_Given exercise_
Answer these questions using the passage on Middle East alliances below.
(a) What two competing logics has the region long been organized around?
(b) What did pragmatic alliances rest on?
(c) What did ideological alliances treat resistance as?

The Middle East has long been organised around two competing logics: pragmatic alignment and ideological alignment. Before the 7 October war, these logics produced two regional blocs that structured most political, diplomatic and security behaviour. The Palestinian attack and invasion that triggered the war ruptured both systems. Incentives shifted, alliances frayed, and assumptions collapsed. What followed has not been the emergence of a calmer order, but a reconfiguration in which ideology has returned in new forms and pragmatism has narrowed, and hardened, requiring deliberate encouragement and support to survive.
For more than a decade, regional politics moved along these two tracks. Pragmatic alliances rested on interests that could be negotiated, measured and enforced. Security cooperation, intelligence sharing, economic integration, technological exchange and opposition to common threats mattered more than symbolic solidarity. Stability carried value. Growth carried legitimacy. Ideological discomfort could be managed or deferred.
At the same time, ideological alliances operated on an entirely different plane, with the opposite allowances made in pursuit of their goals. They were anchored in political and religious worldviews, primarily Islamist, revolutionary and explicitly hostile to western influence. These groupings treated resistance as identity, struggle as virtue and confrontation as proof of moral standing. Economic damage, civilian suffering and regional destabilisation were accepted costs. Brutality was neither incidental nor regretted; it was constitutive.

_Information supplied_
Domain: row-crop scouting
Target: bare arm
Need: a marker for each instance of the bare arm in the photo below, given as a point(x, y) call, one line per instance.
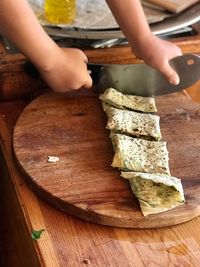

_Final result_
(a) Pragmatic alignment and ideological alignment.
(b) Interests that could be negotiated, measured and enforced.
(c) Identity.